Work instructions —
According to the page on RDS MySQL vector storage, what is the largest number of dimensions a stored vector can have?

Text passage —
>>>>>
RDS MySQL vector storage - ApsaraDB RDS - Alibaba Cloud Documentation Center

RDS for MySQL provides deep integration for enterprise-level vector data processing. It natively supports storing and computing vector data of up to 16,383 dimensions. The service integrates mainstream vector operation functions and uses a highly optimized Hierarchical Navigable Small World (HNSW) algorithm to deliver efficient approximate nearest neighbor searches. This feature also supports creating indexes on full-dimension vector columns.

Feature description

RDS for MySQL natively supports vector data processing, including vector storage, similarity calculations, and high-performance indexing. It provides out-of-the-box vector solutions for scenarios such as large-scale semantic retrieval, AI-powered recommendations, and multi-modal analysis. You can use standard SQL interfaces to seamlessly combine high-precision vector matching with complex business logic. This allows businesses to quickly implement innovative AI applications using a low-cost, highly compatible architecture.

Efficient storage, access, and computation of high-dimensional vectors: You can store floating-point vector data of up to 16,383 dimensions using the new VECTOR data type. This feature is compatible with standard SQL interfaces for writing, updating, and managing vector data in batches. It supports the following mainstream vector processing functions:

Function name	Description
`VECTOR_DIM`	Gets the vector dimensions.
`VEC_FROMTEXT`	Converts a string to a vector.
`TO_VECTOR`
`STRING_TO_VECTOR`
`VEC_TOTEXT`	Converts a vector to a string.
`FROM_VECTOR`
`VECTOR_TO_STRING`
`VEC_DISTANCE`	Calculates the distance between two vectors. If one of the parameters is an indexed column, the distance type of the index is automatically detected.
<<<<<
Data section —
>>>>>
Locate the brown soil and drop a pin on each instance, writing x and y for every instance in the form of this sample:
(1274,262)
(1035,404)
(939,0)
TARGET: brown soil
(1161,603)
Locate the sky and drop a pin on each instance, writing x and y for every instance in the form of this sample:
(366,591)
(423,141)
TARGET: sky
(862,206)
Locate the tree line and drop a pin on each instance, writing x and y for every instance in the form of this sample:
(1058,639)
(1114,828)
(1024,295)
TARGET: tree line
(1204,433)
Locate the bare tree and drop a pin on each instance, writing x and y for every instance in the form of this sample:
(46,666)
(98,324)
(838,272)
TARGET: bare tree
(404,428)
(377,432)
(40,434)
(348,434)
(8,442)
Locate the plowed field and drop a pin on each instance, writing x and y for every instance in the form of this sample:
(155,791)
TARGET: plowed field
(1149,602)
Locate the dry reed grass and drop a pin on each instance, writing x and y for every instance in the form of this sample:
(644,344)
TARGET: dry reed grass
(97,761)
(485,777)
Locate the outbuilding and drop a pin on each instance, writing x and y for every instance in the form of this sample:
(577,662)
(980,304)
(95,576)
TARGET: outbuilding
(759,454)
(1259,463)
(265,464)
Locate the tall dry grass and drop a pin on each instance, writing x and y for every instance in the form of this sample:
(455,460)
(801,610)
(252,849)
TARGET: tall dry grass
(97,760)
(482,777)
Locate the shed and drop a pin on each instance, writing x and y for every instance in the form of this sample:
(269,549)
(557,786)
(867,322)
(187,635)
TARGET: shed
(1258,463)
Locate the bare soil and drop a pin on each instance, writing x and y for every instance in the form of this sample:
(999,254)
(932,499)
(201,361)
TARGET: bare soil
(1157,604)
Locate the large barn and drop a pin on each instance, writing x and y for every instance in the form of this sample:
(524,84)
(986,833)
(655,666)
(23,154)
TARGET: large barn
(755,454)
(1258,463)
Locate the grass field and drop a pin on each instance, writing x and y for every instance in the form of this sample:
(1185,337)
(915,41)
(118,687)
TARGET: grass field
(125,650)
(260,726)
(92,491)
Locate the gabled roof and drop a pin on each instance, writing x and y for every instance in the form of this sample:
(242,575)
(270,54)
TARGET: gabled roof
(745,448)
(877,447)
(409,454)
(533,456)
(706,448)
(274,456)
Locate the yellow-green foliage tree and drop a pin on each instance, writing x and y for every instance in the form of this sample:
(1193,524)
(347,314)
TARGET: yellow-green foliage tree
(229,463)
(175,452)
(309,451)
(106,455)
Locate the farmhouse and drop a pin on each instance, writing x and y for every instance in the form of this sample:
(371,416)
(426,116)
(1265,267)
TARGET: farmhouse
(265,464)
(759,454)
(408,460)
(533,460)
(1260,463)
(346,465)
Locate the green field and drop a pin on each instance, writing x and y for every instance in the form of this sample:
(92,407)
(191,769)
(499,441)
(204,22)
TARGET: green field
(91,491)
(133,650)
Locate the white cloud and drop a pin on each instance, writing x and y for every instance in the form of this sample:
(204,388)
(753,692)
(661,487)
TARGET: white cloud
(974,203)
<<<<<
Completed task —
16,383 dimensions.